### Aim of the task:
Arrange the records from the start through the line containing "(1160, 748)", and only that span, as a two-column CSV with headers "instruction" and "points". Each row should pair one text with its answer, each in a single quoted field with line breaks replaced by spaces.

### Given data:
↓↓↓
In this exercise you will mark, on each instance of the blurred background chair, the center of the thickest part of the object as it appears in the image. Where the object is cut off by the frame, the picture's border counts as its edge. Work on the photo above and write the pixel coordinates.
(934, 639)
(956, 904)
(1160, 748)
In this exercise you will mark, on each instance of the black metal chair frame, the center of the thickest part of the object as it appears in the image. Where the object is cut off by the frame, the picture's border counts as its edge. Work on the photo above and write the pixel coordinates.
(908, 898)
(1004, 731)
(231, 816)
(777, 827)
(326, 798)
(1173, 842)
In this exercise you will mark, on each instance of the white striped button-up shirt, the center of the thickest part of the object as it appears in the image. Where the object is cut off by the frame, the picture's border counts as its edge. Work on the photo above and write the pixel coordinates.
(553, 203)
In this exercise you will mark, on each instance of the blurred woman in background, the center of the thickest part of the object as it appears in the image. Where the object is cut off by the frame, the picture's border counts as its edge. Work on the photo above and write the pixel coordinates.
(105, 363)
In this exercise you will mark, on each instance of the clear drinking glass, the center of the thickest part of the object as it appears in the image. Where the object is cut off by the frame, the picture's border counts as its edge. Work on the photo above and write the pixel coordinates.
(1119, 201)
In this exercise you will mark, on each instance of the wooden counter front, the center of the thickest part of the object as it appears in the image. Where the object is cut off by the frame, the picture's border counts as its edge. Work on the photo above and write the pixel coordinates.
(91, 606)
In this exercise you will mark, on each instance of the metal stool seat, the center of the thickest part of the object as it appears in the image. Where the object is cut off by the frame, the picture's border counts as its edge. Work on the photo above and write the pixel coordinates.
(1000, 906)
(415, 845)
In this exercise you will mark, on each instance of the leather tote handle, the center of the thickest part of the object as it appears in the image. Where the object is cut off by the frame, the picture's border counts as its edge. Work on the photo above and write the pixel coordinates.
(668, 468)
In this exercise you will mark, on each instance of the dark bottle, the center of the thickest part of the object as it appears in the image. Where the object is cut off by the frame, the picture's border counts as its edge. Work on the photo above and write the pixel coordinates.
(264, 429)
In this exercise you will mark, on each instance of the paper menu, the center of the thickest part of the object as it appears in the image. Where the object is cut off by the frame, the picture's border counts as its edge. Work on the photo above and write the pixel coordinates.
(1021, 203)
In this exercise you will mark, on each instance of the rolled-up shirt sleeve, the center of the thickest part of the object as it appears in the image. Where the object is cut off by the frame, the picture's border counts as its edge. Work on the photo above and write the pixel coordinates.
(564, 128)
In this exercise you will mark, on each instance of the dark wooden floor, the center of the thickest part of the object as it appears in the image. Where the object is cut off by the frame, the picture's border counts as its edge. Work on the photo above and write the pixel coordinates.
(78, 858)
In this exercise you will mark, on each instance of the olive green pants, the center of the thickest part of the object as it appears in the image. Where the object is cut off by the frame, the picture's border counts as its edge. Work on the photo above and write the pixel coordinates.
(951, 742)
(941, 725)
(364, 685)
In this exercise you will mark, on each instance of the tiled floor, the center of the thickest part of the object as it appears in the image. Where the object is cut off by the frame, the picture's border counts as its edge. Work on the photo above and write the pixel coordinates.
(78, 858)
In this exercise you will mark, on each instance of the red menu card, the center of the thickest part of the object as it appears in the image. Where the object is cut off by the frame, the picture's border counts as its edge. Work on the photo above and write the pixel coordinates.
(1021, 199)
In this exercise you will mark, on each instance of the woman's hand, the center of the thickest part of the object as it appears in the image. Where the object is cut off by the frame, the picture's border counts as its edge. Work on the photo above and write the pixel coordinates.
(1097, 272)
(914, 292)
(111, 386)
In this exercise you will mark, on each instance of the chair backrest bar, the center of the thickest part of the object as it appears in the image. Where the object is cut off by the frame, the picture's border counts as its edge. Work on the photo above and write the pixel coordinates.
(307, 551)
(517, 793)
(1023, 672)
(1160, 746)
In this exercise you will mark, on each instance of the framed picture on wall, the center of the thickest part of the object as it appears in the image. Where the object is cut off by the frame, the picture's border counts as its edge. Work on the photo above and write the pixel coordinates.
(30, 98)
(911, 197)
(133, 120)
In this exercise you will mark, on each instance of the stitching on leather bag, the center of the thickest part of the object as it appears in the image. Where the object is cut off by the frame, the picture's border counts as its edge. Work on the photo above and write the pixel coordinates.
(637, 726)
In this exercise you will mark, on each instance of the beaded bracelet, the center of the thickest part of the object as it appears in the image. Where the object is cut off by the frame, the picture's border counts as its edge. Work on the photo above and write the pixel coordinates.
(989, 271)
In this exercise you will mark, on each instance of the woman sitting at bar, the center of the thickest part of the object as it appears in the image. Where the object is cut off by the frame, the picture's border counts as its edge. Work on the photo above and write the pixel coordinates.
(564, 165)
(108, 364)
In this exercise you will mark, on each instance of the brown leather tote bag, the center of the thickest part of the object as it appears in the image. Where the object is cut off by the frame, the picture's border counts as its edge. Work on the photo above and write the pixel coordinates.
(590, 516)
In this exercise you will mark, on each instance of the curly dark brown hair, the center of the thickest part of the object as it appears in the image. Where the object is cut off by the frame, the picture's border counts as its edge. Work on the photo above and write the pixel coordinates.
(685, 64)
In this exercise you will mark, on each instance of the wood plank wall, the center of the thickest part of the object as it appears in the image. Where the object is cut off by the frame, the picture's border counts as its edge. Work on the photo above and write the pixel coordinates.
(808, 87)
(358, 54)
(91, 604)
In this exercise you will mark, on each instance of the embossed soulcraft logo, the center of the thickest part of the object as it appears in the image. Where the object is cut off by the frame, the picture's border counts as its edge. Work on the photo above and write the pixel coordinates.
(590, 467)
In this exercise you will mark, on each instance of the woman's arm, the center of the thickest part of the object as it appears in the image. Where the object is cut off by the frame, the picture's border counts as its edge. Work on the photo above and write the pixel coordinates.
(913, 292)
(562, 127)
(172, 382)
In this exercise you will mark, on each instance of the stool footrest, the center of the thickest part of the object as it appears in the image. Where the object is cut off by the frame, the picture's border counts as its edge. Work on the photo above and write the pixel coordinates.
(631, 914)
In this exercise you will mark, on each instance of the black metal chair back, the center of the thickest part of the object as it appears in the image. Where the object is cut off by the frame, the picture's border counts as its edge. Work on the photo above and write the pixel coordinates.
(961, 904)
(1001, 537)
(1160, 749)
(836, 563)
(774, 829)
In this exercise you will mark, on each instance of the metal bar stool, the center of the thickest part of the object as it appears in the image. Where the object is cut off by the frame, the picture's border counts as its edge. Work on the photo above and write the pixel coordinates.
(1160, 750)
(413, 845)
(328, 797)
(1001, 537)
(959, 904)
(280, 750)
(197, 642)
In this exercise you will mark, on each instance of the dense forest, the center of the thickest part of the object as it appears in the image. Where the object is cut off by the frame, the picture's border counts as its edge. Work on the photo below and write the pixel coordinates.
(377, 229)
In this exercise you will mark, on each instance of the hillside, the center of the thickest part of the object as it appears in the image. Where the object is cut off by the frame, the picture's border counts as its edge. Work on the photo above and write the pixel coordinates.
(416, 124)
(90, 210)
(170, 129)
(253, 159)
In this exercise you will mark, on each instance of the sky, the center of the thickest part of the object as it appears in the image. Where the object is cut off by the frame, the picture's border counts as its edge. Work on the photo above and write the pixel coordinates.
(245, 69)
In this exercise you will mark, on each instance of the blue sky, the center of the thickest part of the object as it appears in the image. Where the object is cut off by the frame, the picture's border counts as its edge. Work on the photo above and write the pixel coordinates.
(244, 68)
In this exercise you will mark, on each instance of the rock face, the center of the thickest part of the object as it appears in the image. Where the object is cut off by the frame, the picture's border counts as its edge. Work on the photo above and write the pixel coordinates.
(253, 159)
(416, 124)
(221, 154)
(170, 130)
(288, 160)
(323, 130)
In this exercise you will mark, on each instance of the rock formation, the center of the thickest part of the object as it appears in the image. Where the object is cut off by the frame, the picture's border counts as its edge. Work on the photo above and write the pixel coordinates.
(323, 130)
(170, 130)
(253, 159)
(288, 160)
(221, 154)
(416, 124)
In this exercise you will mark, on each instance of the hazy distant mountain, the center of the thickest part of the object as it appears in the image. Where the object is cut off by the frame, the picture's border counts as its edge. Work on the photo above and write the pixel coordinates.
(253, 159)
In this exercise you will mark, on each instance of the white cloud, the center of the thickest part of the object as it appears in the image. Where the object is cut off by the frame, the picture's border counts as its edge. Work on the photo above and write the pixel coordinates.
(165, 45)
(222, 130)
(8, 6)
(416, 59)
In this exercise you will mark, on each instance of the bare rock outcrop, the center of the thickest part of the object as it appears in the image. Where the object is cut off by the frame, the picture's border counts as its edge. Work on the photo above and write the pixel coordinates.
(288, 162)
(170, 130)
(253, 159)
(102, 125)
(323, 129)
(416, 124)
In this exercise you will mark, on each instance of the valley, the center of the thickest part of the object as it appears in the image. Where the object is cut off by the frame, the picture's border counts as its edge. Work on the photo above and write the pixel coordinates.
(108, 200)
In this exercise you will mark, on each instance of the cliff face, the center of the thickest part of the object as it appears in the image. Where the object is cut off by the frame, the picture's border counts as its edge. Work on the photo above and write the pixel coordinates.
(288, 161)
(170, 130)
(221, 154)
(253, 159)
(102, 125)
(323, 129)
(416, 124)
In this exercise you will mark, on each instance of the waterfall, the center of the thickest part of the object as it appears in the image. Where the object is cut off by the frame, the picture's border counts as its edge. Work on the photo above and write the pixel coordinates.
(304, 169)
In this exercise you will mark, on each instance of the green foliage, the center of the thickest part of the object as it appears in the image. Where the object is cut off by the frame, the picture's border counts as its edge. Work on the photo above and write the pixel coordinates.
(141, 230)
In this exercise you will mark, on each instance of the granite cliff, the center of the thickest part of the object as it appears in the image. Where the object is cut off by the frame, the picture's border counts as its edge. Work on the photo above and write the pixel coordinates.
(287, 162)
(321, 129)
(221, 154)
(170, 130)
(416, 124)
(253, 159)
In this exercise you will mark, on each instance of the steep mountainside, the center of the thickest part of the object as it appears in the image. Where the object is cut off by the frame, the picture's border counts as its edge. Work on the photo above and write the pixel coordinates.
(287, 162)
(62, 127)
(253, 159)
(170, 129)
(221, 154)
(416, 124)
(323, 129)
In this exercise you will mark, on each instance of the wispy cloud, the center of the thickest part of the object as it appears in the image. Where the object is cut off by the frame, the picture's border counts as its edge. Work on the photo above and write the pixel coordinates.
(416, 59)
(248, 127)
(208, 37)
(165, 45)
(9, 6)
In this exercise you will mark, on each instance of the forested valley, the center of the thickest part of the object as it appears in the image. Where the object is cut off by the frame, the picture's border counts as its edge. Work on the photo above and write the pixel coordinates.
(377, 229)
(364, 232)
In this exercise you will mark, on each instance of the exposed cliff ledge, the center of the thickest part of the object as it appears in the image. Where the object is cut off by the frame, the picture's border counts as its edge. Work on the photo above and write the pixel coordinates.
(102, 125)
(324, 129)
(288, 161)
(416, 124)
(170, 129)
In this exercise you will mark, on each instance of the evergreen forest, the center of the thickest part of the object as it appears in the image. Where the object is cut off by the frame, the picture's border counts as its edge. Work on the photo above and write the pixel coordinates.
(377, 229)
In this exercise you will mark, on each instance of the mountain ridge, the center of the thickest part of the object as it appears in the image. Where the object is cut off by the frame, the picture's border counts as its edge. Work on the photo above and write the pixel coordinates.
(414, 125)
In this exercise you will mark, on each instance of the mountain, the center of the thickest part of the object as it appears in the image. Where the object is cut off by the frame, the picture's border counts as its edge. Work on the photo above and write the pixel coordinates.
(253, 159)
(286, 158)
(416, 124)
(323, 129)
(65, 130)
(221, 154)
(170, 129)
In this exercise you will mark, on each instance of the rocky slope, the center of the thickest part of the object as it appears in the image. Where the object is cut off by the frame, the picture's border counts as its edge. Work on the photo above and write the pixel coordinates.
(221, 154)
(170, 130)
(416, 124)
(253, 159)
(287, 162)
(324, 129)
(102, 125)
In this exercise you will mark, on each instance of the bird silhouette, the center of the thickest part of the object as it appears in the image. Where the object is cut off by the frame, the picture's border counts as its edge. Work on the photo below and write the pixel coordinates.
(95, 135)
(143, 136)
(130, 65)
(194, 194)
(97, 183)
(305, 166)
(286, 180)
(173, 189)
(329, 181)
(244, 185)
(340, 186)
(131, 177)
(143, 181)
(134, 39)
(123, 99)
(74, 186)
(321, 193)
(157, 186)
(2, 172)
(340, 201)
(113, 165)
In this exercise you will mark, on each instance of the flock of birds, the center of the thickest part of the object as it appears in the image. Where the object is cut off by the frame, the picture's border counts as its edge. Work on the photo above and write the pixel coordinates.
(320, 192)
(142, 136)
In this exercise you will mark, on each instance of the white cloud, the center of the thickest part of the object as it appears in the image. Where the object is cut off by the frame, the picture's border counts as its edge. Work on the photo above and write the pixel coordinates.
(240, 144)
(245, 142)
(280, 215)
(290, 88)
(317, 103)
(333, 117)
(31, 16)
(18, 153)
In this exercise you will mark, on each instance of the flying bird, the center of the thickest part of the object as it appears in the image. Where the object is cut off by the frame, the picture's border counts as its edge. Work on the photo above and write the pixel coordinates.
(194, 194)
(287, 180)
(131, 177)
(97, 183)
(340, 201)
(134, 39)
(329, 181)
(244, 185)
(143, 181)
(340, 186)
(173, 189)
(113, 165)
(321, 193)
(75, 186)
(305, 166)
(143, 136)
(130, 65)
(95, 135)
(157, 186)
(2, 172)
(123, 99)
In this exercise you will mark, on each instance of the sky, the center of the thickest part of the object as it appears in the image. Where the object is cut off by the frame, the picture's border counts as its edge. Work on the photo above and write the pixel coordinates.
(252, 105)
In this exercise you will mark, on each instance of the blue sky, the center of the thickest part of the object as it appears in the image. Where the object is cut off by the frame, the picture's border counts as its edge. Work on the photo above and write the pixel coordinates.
↑↑↑
### Output below:
instruction,points
"In this exercise you will mark, on each instance of the blurred background chair, the center of the thickest part of the object as it appears in the image. Where the object is cut off by the frame, the picture's border counts as its edge. Work on the photo above and write the pixel coordinates.","(934, 639) (956, 904) (1160, 748)"